INPUT FOR THIS TASK:
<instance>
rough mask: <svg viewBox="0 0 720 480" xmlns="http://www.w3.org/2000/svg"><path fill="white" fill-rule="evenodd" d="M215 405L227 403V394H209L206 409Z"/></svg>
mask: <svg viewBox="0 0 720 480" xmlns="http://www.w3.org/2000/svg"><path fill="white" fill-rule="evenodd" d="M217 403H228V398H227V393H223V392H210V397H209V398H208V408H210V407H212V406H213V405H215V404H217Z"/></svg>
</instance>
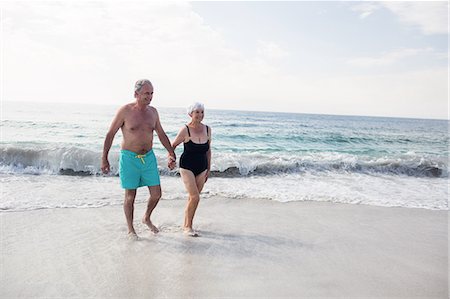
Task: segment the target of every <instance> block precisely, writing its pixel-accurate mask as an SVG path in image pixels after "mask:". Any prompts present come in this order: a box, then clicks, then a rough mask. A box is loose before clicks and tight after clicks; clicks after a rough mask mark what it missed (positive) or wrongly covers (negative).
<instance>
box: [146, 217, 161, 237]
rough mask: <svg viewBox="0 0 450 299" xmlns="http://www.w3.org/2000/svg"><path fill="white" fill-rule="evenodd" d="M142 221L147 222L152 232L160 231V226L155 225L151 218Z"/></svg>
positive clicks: (155, 232)
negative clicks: (150, 219)
mask: <svg viewBox="0 0 450 299" xmlns="http://www.w3.org/2000/svg"><path fill="white" fill-rule="evenodd" d="M142 223H144V224H146V225H147V226H148V228H149V229H150V231H151V232H152V233H154V234H157V233H158V232H159V230H158V228H157V227H156V226H154V225H153V223H152V222H151V221H150V219H149V220H145V219H142Z"/></svg>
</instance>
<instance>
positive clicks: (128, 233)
mask: <svg viewBox="0 0 450 299" xmlns="http://www.w3.org/2000/svg"><path fill="white" fill-rule="evenodd" d="M128 239H129V240H131V241H139V237H138V235H137V234H136V233H135V232H130V233H128Z"/></svg>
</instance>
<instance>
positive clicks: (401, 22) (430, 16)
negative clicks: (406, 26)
mask: <svg viewBox="0 0 450 299" xmlns="http://www.w3.org/2000/svg"><path fill="white" fill-rule="evenodd" d="M380 3H381V4H382V5H383V6H384V7H385V8H387V9H389V10H390V11H391V12H393V13H394V14H395V15H397V16H398V18H399V20H400V22H401V23H403V24H405V25H409V26H415V27H418V28H419V29H420V30H421V31H422V32H423V33H424V34H427V35H431V34H448V2H447V1H429V2H428V1H417V2H410V1H392V2H380Z"/></svg>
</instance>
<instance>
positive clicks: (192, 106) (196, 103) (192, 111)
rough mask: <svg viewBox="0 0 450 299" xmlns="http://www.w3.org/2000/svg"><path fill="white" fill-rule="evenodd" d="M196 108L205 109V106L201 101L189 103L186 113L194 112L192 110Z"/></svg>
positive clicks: (191, 113) (190, 114)
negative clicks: (191, 104)
mask: <svg viewBox="0 0 450 299" xmlns="http://www.w3.org/2000/svg"><path fill="white" fill-rule="evenodd" d="M197 109H199V110H203V111H205V106H204V105H203V104H202V103H199V102H195V103H194V104H192V105H190V106H189V107H188V108H187V113H188V114H189V115H191V114H192V112H194V110H197Z"/></svg>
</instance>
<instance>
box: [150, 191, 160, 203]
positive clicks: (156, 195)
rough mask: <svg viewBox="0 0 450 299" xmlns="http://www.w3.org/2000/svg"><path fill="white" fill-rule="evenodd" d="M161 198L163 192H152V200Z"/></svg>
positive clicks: (150, 200)
mask: <svg viewBox="0 0 450 299" xmlns="http://www.w3.org/2000/svg"><path fill="white" fill-rule="evenodd" d="M160 198H161V192H159V193H152V194H150V201H158V200H160Z"/></svg>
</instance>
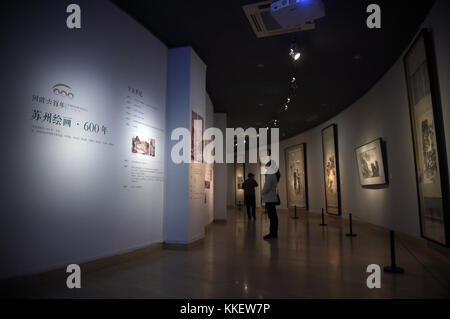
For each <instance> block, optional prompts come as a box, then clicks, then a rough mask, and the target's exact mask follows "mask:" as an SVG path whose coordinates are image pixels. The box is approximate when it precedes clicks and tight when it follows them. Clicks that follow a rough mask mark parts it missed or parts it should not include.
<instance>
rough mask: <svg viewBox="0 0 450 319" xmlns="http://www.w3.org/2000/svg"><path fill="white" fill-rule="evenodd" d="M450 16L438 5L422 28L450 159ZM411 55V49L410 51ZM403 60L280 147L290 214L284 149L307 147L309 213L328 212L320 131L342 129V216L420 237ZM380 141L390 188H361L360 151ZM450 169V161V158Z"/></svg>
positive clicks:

EXERCISE BRIEF: Wherever the string "prompts" shows up in the material, copy the line that holds it.

EXERCISE OUTPUT:
Task: segment the target of every <instance> block precisely, writing its pixel-accurate mask as an SVG path in image pixels after "mask:". Any prompts present come in this order: a box, then clicks, then a rough mask. A box is loose before clicks and tight after clicks; clicks after a rough mask mark what it missed (positive) or wrongly covers (negative).
For each <instance> block, optional prompts come as a box, then clicks, then a rough mask, and the target's exact mask follows "mask:" as an SVG path whose coordinates are image pixels. The box is approximate when it precedes clicks and tight when it follows them. Clicks that follow a rough mask mark parts it missed or parts it should not include.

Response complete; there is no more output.